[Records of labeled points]
** BEGIN **

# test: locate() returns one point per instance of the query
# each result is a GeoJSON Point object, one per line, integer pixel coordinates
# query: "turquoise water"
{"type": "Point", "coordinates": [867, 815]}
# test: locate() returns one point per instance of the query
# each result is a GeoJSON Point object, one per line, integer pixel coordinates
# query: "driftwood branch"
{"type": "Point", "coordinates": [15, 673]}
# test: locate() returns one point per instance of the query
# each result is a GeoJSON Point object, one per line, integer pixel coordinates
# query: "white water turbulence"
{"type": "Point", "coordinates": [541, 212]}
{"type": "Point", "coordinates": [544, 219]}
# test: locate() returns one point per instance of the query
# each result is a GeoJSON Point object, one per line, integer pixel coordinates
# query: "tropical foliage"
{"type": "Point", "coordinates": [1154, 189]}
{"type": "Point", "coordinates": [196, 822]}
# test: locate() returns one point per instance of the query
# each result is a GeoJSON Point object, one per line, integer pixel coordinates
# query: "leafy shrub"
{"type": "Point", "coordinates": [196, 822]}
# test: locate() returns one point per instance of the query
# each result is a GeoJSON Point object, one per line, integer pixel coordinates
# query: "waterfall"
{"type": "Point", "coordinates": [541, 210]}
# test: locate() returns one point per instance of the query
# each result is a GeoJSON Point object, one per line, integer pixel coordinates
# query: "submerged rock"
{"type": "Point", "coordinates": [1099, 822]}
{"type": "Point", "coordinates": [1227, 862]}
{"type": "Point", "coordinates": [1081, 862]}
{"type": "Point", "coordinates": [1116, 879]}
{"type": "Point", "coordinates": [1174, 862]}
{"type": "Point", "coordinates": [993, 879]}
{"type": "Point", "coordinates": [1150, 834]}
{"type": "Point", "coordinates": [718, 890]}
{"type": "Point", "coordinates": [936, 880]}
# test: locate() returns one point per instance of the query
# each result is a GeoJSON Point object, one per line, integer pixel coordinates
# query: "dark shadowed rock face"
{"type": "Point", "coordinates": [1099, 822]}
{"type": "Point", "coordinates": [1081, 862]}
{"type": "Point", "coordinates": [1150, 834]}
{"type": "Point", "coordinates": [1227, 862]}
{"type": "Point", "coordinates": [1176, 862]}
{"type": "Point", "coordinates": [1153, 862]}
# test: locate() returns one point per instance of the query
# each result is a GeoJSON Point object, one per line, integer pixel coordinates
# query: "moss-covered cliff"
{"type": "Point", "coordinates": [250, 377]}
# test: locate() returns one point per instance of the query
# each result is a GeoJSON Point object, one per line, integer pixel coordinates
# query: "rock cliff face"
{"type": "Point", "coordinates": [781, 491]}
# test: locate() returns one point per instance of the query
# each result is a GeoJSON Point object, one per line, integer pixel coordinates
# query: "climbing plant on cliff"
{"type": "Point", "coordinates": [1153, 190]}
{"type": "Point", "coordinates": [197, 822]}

** END **

*Task brief:* Take the entries above and transcribe them exactly.

*The response:*
# test: locate() returns one point per instance of the query
# each result is a GeoJSON Point object, one per line, integer pixel coordinates
# query: "turquoise water"
{"type": "Point", "coordinates": [867, 815]}
# test: locate() returns one point per instance of the query
# each result is a GeoJSON Point object, one per line, integer pixel coordinates
# query: "driftwood branch"
{"type": "Point", "coordinates": [15, 673]}
# test: locate() returns one point per instance of the query
# each result is a GeoJSON Point object, one per line, integer pixel coordinates
# query: "white water turbulence"
{"type": "Point", "coordinates": [541, 212]}
{"type": "Point", "coordinates": [544, 219]}
# test: locate() returns one point per instance of the query
# each result is a GeoJSON Point object, one per line, integer pixel coordinates
# query: "tropical foliage"
{"type": "Point", "coordinates": [1154, 189]}
{"type": "Point", "coordinates": [196, 822]}
# test: locate() returns one point per instance of the query
# each result is a GeoJSON Point object, one per line, integer pixel coordinates
# query: "leafy shrub"
{"type": "Point", "coordinates": [196, 822]}
# test: locate() returns one point per instance of the query
# each result is a GeoJSON Point object, one per line, integer pixel coordinates
# query: "waterfall"
{"type": "Point", "coordinates": [541, 210]}
# test: locate() returns one point per instance of the query
# each result is a GeoJSON Point object, one per line, integer pixel coordinates
# query: "submerged rock"
{"type": "Point", "coordinates": [1099, 822]}
{"type": "Point", "coordinates": [1227, 862]}
{"type": "Point", "coordinates": [1081, 862]}
{"type": "Point", "coordinates": [1116, 879]}
{"type": "Point", "coordinates": [1174, 862]}
{"type": "Point", "coordinates": [993, 879]}
{"type": "Point", "coordinates": [1150, 834]}
{"type": "Point", "coordinates": [718, 890]}
{"type": "Point", "coordinates": [936, 880]}
# test: locate() returns one point per instance of the query
# each result is a GeoJSON Point object, one per line, integer pixel coordinates
# query: "dark shadowed rock face"
{"type": "Point", "coordinates": [1099, 822]}
{"type": "Point", "coordinates": [1081, 862]}
{"type": "Point", "coordinates": [1150, 834]}
{"type": "Point", "coordinates": [1227, 862]}
{"type": "Point", "coordinates": [1176, 862]}
{"type": "Point", "coordinates": [1153, 862]}
# test: locate() returns one point per instance of the query
# each result is a GeoJSON Point object, one per line, integer pixel coordinates
# query: "moss-covered cliff"
{"type": "Point", "coordinates": [250, 377]}
# test: locate() returns one point per instance of the query
# each result is a GeoJSON Point object, one per line, integer pixel coordinates
# query: "rock cliff face"
{"type": "Point", "coordinates": [781, 491]}
# test: locate() returns one point per instance of the query
# each result is a GeoJSON Point object, one per line, integer pixel coordinates
# query: "climbing plant on cliff"
{"type": "Point", "coordinates": [1153, 190]}
{"type": "Point", "coordinates": [197, 822]}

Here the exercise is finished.